### Supplied material

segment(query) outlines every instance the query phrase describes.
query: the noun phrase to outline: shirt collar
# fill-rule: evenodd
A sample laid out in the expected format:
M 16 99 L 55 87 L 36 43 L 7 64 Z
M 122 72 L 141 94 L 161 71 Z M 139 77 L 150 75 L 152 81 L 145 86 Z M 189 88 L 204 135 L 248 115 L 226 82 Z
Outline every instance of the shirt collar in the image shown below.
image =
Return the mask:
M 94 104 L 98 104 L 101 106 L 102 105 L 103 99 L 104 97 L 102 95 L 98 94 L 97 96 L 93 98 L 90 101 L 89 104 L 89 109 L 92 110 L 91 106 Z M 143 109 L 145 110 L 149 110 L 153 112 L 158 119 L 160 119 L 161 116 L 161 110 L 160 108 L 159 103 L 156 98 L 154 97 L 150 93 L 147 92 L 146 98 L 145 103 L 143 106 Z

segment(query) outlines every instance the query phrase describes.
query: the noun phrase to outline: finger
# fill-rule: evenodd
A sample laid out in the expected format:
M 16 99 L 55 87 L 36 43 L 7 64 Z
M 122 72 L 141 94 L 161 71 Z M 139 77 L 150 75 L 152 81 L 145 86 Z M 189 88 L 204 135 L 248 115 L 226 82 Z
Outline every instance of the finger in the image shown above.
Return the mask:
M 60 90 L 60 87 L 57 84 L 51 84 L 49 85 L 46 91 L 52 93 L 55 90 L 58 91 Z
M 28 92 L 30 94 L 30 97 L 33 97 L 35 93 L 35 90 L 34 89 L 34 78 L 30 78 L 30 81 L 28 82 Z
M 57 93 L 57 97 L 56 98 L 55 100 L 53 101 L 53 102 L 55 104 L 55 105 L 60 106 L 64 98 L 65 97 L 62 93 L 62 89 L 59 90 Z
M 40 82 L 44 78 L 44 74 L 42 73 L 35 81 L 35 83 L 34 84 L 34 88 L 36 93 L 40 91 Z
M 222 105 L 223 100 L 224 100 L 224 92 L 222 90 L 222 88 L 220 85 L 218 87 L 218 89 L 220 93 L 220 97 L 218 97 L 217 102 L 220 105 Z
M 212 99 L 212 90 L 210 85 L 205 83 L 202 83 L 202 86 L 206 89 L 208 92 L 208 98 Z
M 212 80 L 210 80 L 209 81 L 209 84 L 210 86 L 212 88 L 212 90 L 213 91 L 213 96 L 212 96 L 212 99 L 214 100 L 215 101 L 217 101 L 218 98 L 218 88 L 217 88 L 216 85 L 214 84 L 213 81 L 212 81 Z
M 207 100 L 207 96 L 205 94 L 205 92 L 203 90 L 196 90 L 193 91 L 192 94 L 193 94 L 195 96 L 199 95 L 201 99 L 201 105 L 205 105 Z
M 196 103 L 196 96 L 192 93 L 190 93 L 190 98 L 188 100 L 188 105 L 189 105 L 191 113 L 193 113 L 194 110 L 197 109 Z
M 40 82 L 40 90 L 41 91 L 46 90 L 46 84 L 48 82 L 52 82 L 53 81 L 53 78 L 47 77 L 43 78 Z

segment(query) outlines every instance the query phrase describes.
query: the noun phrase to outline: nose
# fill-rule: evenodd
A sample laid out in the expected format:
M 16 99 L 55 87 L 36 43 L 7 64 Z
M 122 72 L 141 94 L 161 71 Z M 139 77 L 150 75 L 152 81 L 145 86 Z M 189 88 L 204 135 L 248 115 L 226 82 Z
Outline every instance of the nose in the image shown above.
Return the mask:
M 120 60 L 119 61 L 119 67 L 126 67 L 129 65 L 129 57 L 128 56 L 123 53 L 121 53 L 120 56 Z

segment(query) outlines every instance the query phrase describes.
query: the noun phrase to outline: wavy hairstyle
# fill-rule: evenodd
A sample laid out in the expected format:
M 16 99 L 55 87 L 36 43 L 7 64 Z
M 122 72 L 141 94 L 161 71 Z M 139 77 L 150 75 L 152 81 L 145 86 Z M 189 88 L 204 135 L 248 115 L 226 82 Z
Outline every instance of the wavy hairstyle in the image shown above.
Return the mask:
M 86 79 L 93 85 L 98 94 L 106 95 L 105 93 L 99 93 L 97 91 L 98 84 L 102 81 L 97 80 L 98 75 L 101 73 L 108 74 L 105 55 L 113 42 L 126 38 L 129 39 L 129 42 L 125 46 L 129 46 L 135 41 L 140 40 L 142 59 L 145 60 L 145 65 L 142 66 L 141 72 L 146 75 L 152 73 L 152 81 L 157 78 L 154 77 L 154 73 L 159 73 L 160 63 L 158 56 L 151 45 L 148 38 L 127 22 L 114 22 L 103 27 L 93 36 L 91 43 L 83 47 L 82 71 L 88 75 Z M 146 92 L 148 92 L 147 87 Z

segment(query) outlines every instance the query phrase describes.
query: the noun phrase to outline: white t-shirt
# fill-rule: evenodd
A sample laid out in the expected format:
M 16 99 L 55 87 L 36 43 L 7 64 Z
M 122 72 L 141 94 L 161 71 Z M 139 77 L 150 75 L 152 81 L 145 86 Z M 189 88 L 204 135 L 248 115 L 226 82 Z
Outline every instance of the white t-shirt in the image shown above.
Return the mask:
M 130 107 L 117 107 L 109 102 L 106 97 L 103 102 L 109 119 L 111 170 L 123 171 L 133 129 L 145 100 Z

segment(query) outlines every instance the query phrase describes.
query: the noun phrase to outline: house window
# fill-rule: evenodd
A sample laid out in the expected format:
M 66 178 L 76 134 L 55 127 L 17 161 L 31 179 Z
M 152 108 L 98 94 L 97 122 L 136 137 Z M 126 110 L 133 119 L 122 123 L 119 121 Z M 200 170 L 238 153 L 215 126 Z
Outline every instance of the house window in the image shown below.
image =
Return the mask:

### What this task involves
Lay out the lines of the records as a JSON list of strings, one string per line with blank lines left out, starting with the first line and going on through the line with "M 94 104 L 98".

### Result below
[
  "segment(query) outlines every instance the query phrase describes.",
  "query: the noun phrase to outline: shirt collar",
  "# fill-rule: evenodd",
  "A sample laid out in the expected format:",
  "M 16 99 L 55 87 L 36 43 L 7 64 Z",
  "M 122 72 L 141 94 L 161 71 Z M 139 77 L 150 75 L 152 81 L 145 86 Z M 189 88 L 204 135 L 248 115 L 226 82 Z",
  "Outline every instance of the shirt collar in the image shown below.",
  "image =",
  "Return the mask:",
  "M 94 104 L 98 104 L 101 106 L 102 105 L 103 99 L 104 97 L 102 95 L 98 94 L 97 96 L 93 98 L 90 101 L 89 104 L 89 109 L 92 110 L 91 106 Z M 143 109 L 145 110 L 149 110 L 153 112 L 158 119 L 160 119 L 161 116 L 161 110 L 160 108 L 159 103 L 156 98 L 154 97 L 150 93 L 147 92 L 146 98 L 145 103 L 143 106 Z"
]